:: Assigned task ::
Please write a continuation of the forum discussion below about machine intelligence and whether humans are special, picking up after its last sentence.

:: Source extract ::
►
Time and again, for centuries - with the pace picking up dramatically in recent decades - we thought we were special and we were wrong. Sun does not rotate around the earth, which is a pretty typical planet, with the same chemical composition of any other planet. All of a sudden we're not the only ones who could calculate, then solve symbolic equations, then play chess, then compose music, then talk, then reason (up to a point, for some definition of "reason"). You get my point.

And when we were not only matched, but dramatically surpassed in these tasks (and not a day earlier), we concluded that they weren't _really_ what made us special.

At this point, it seems to me reasonable to assume we're _not_ special, and the onus should be on anybody claiming that we are to at least attempt to mention in passing what is the secret sauce that we have (even if we can't quite say what it is without handwaving or using concepts that by definition can not be defined - "qualia is the indescribable feeling of red - its redness (?)).

Oh, and sorry, I could never quite grasp what "sentient" is supposed to mean - would we be able to tell we're not sentient if we weren't?

giardini 11 June 2025
Now that y'all have had time to digest this, could you please post an ELI5 for the great unwashed masses?
d4rkn0d3z 7 June 2025
I wrote my first MLP 25 years ago. After repeating some early experiments in machine learning from 20 ywars before that. One of the experiments I repeated was in text to speach. It was amazing to set up training runs and return after seveal hours to listen to my supercomputer babble like a toddler. I literally recall listening and being unable to distinguish the output from my NN from that of a real toddler, I happened to be teaching my neice to read around that same time. And when the NN had gained a large vocabulary such that it could fairly proficiently read aloud, I was convinced that I had found my PHD project and a path to AGI.

Further examination and discussion with more experienced researchers gave me pause. They said that one must have a solution, or a significant new approach toward solving the hard problems associated with a research project for it to be viable, otherwise time (and money) is wasted finding new ways to solve the easy problems.
◄
:: Data provided ::
►
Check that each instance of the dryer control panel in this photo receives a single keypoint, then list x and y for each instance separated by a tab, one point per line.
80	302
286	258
◄
►
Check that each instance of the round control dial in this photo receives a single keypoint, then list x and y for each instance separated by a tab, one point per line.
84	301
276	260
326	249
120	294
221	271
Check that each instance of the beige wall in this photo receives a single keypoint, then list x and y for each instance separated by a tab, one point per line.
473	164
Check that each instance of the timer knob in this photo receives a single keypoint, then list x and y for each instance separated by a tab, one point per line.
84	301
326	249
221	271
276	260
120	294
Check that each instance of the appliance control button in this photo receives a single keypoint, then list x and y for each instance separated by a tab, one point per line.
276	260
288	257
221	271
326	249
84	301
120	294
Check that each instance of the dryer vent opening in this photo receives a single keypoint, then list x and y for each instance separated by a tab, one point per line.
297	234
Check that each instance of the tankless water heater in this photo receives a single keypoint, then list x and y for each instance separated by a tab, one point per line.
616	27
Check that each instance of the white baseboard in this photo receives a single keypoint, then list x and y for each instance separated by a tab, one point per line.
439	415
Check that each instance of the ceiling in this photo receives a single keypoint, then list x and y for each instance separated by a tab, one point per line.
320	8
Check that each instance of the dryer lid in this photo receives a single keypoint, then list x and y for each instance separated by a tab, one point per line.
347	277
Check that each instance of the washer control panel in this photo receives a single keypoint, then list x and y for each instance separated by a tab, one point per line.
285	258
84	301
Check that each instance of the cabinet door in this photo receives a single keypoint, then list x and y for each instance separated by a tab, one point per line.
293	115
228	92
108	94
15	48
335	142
◄
►
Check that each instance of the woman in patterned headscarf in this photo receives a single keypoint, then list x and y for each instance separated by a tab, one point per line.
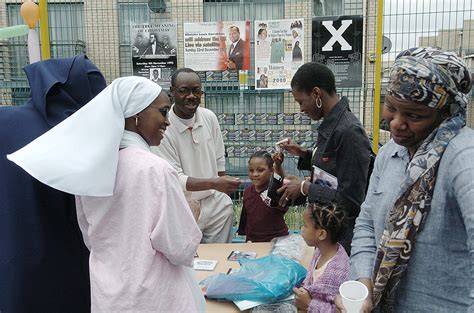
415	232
◄
:: Task response ::
This is a more general principle that can be applied to most areas of endeavour. When you set about research and development that involves a mix of easy, medium, and hard problems, you must solve the hard problems first otherwise you blow your budget finding new ways to solve the easy problems, which nobody cares about in science.

But "AI" has left the realm of science behind and entered the realm of capitalism where several years of meaningless intellectual gyration without ever solving a hard problem may be quite profitable.

8bitsrule 7 June 2025
Fusion has been 25 years away for all of my life.
jawiggins 8 June 2025
Figure 5 is really quite remarkable. It seems to show that normal LLMs are better at tasks where the correct answer is likely to be the next token. For tasks that require a small number of intermediate steps, current reasoning models do much better, but break down as the number of intermediate steps grow.

This seems to indicate that the next generation of models should focus on recursively solving small parts of the problem before function-calling another model to solve another small part of the problem and working it's answer into the reasoning loop.

Many seem to be citing this paper as an indication that LLMs are over - I think this indicates a clear path towards the next step function change in their abilities.

behnamoh 6 June 2025
Okay Apple, you got my attention. But I'm a strong proponent of "something is better than nothing" philosophy—even if OpenAI/Google/etc. are building reasoning models with the limitations that you describe, they are still a huge progress compared to what we had not long ago. Meanwhile you're not even trying.

It's so easy to criticize the works of others and not deliver anything. Apple—be Sam in Game of Thrones: "I'm tired of reading about the achievements of better men".